**WHAT YOU SHOULD DO:** Locate the line that contains "the spotted flank" in the data that follows. Copy it and every subsequent line to the end, exactly, excluding pictures.

**DATASET EXCERPTS:**
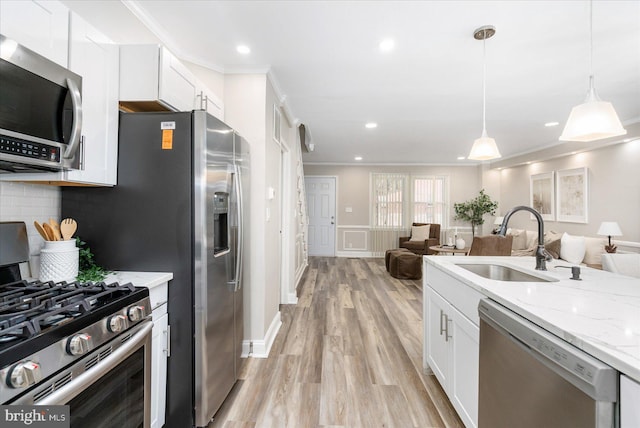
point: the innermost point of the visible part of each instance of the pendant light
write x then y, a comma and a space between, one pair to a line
484, 148
594, 119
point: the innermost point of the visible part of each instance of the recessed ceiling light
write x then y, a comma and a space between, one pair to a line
387, 45
243, 49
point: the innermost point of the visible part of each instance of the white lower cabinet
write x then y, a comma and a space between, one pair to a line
629, 402
452, 348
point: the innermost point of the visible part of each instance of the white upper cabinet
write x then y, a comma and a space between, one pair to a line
151, 78
95, 58
42, 26
206, 100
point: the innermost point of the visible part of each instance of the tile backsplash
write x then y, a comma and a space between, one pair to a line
29, 202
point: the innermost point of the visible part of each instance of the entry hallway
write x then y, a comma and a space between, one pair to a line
349, 354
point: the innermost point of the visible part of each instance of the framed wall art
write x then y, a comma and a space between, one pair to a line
573, 195
542, 195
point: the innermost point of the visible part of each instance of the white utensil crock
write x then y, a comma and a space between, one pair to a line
59, 261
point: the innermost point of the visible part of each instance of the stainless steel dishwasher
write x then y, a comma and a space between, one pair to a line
531, 378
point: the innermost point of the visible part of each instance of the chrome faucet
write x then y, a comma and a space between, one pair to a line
542, 256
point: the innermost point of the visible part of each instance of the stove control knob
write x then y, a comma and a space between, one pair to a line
79, 344
24, 374
117, 323
136, 313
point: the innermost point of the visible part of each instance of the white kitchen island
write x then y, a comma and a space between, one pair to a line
599, 314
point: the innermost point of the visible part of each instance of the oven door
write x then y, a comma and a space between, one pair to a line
108, 388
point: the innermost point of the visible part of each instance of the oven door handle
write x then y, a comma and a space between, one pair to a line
79, 384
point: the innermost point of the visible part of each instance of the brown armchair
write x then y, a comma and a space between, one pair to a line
422, 247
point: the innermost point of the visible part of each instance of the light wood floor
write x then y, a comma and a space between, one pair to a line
349, 354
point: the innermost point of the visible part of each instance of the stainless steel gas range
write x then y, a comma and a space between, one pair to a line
85, 345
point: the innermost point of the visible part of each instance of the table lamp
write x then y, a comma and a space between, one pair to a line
609, 228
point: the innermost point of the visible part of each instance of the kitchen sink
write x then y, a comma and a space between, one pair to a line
503, 273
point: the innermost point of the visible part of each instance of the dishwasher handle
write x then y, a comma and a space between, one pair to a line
585, 372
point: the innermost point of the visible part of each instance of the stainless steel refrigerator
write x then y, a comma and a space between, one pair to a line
179, 206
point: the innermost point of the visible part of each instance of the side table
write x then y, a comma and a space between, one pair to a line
439, 250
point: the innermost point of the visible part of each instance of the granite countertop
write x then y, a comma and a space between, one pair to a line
599, 314
140, 279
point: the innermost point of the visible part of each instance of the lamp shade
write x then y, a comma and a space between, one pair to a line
609, 228
591, 121
484, 148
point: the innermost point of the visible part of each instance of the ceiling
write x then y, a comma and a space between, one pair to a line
425, 94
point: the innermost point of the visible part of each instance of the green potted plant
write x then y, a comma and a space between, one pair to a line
473, 210
88, 269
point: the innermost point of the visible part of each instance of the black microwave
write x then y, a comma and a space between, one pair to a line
40, 112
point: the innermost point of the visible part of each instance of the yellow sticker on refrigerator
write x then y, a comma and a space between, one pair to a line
167, 139
167, 134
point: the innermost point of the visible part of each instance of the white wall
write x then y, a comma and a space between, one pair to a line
353, 192
614, 189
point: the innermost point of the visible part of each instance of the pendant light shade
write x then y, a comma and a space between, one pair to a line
594, 119
484, 148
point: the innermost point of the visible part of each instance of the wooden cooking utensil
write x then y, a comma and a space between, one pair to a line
68, 228
41, 230
56, 229
49, 231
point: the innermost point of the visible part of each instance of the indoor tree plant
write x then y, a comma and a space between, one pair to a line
473, 210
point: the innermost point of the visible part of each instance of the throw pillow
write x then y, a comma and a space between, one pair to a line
519, 239
594, 250
572, 248
419, 233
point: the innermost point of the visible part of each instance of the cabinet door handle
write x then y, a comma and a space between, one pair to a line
446, 330
168, 347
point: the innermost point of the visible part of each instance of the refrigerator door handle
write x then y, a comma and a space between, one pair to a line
239, 213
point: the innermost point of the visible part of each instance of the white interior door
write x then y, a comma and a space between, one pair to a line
321, 208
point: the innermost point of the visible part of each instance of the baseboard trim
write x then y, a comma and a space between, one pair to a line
292, 299
359, 254
261, 348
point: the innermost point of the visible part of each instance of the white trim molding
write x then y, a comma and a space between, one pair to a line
261, 348
359, 254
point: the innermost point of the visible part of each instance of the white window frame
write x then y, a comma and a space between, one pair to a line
444, 204
374, 201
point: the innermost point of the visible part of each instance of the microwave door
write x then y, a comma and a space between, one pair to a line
40, 112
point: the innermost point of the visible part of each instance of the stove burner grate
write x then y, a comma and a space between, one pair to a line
29, 308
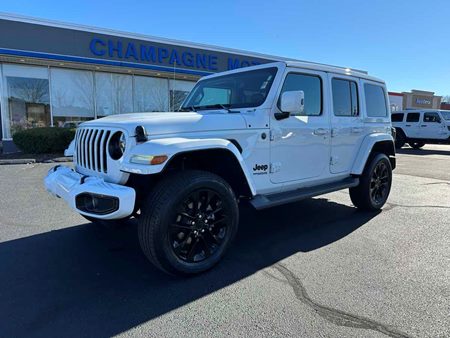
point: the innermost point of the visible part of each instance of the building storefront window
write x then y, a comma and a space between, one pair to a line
72, 96
113, 93
27, 98
151, 94
179, 90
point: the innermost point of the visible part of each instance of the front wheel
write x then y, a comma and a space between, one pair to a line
110, 224
400, 139
188, 222
416, 145
375, 184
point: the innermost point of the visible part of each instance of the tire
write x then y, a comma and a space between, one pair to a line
110, 224
400, 139
416, 145
375, 184
183, 237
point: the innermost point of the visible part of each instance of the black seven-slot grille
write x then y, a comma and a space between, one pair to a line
91, 146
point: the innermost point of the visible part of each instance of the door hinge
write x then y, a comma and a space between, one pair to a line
333, 160
275, 167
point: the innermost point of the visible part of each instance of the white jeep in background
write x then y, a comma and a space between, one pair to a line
419, 127
270, 134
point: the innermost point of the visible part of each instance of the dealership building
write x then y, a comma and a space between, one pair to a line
415, 99
56, 74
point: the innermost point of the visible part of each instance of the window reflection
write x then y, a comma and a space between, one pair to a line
72, 96
150, 94
28, 102
179, 90
114, 94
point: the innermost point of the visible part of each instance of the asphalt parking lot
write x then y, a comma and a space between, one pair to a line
317, 268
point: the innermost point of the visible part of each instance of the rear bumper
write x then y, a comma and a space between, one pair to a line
90, 196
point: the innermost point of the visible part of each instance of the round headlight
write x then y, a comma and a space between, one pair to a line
117, 145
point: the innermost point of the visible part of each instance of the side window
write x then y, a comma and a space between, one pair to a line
312, 88
214, 96
397, 117
431, 118
375, 100
412, 117
345, 98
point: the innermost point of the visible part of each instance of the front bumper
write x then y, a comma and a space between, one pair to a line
71, 186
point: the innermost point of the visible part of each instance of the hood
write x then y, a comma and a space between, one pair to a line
172, 123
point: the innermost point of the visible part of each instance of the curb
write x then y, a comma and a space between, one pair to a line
33, 160
18, 161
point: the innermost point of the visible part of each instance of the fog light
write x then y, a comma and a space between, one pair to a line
96, 204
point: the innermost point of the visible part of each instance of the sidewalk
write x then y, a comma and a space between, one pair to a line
21, 158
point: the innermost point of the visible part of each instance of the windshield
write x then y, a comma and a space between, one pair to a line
446, 115
239, 90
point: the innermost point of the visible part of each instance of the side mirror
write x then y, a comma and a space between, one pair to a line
291, 102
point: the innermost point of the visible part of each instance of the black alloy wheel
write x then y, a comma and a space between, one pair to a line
199, 226
416, 145
374, 184
188, 222
379, 183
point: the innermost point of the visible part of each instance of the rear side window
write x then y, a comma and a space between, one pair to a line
412, 117
431, 118
397, 117
345, 98
375, 100
312, 88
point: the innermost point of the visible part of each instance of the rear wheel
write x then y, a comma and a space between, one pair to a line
188, 222
400, 139
375, 184
416, 145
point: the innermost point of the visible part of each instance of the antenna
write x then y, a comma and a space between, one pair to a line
173, 88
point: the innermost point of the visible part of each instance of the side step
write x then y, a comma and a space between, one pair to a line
267, 201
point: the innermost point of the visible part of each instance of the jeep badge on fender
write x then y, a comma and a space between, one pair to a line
260, 169
182, 174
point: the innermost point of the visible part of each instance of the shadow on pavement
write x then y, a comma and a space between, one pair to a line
423, 151
91, 281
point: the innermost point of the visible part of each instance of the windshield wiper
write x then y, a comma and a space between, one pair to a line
189, 108
215, 106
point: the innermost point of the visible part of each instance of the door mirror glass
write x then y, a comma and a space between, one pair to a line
293, 102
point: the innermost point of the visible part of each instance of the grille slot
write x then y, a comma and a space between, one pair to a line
91, 149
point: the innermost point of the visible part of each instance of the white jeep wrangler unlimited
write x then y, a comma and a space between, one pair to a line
419, 127
272, 134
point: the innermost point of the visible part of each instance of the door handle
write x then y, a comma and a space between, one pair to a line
357, 130
321, 131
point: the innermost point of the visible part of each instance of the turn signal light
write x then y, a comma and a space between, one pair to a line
148, 159
158, 159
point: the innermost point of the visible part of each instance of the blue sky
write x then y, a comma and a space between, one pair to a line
407, 43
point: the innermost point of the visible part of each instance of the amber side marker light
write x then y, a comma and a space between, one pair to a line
148, 159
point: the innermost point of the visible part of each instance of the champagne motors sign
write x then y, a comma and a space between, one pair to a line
38, 40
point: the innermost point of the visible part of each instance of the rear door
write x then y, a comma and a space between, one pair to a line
300, 144
346, 123
431, 126
411, 126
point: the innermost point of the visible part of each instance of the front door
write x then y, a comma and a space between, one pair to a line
431, 126
412, 128
346, 123
300, 144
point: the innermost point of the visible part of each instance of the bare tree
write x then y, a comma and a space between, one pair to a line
446, 98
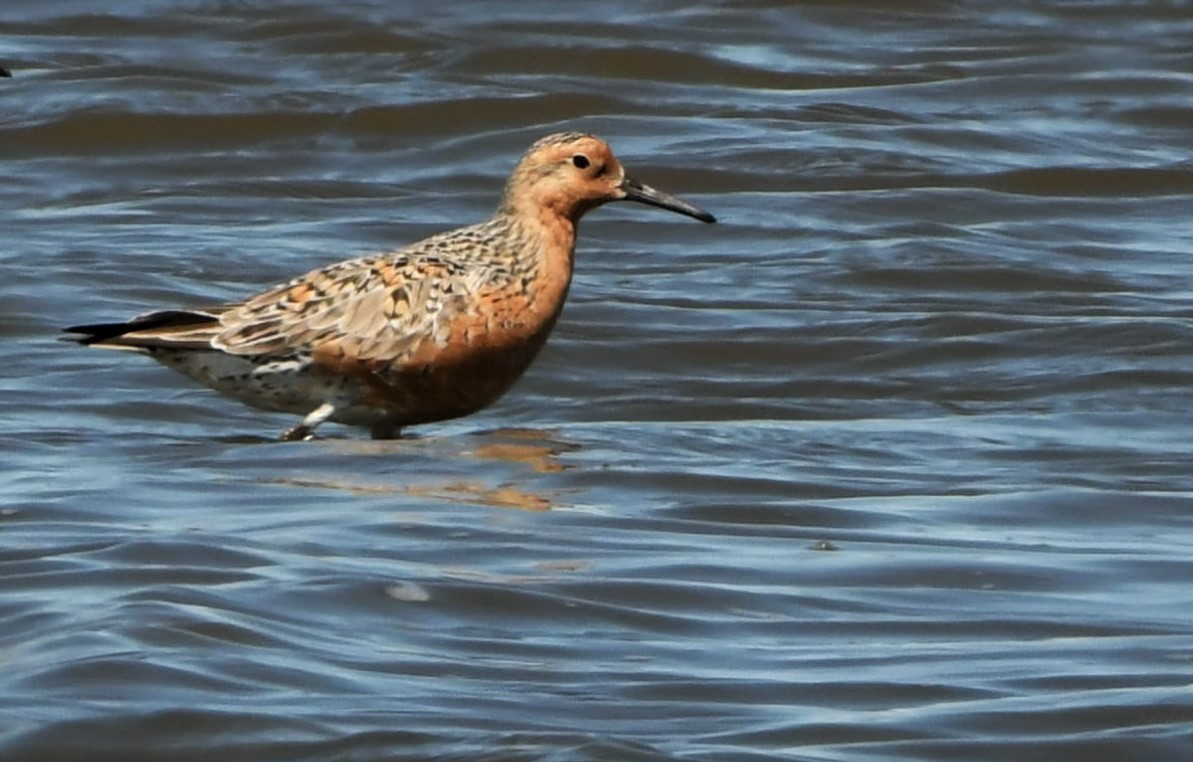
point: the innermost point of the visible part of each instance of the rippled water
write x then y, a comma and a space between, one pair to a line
890, 464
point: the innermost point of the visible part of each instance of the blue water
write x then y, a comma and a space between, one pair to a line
889, 464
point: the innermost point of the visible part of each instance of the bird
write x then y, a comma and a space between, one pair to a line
430, 332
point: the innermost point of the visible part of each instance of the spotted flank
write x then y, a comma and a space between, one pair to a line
431, 332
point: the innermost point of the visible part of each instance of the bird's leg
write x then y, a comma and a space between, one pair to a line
306, 429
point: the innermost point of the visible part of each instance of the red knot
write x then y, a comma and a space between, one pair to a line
431, 332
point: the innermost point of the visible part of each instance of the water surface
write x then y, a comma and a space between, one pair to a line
890, 464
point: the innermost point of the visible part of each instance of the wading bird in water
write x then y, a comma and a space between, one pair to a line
431, 332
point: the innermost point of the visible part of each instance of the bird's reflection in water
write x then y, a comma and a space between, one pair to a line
527, 448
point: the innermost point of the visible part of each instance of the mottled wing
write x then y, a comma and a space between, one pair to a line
378, 309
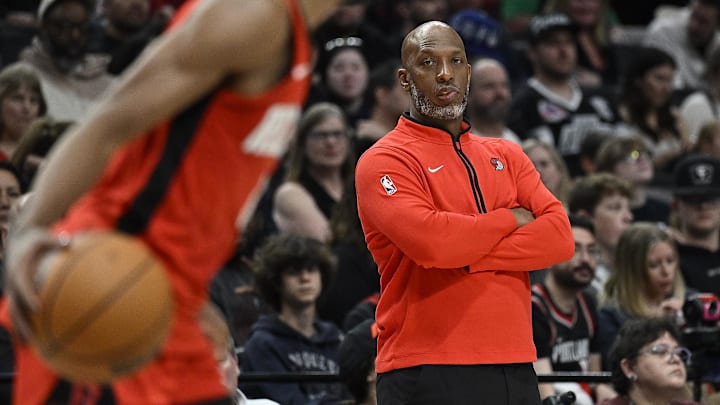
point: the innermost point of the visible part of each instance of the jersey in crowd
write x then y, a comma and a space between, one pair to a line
416, 179
566, 339
539, 113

**SOLUTION TO THIS TASK:**
point: the innermost point of the visible part of each instance of the spotted flank
write x then y, a comma and a space between, one pair to a line
431, 332
point: the innermost point of the visible part of each instance of the bird's leg
write x then y, a comma and a space between, one pair to a line
306, 429
point: the innermost point of the visible part of each instance of the red knot
write x then y, a comma and a space between, one pair to a line
431, 332
point: the innermost point of the visible part of each instance of the water surface
write x then y, a comma and a space between, one pair to a line
890, 464
point: the innermost point of the visible part of each instance of the wading bird in water
write x then y, a comma and a space between, one pair to a line
431, 332
point: the innermost point of the visible part of each instance of the bird's reflection in water
write x then y, a comma and a space between, one pair to a line
527, 448
point: the innermost point of the visible part of each instance of the mottled wing
write x then y, a comma and a space between, one pair to a line
378, 309
point: the innermost point of the visible part of each instance of the jersey in crowd
write x then y, a comma and a space between, one pair to a line
416, 179
566, 339
539, 113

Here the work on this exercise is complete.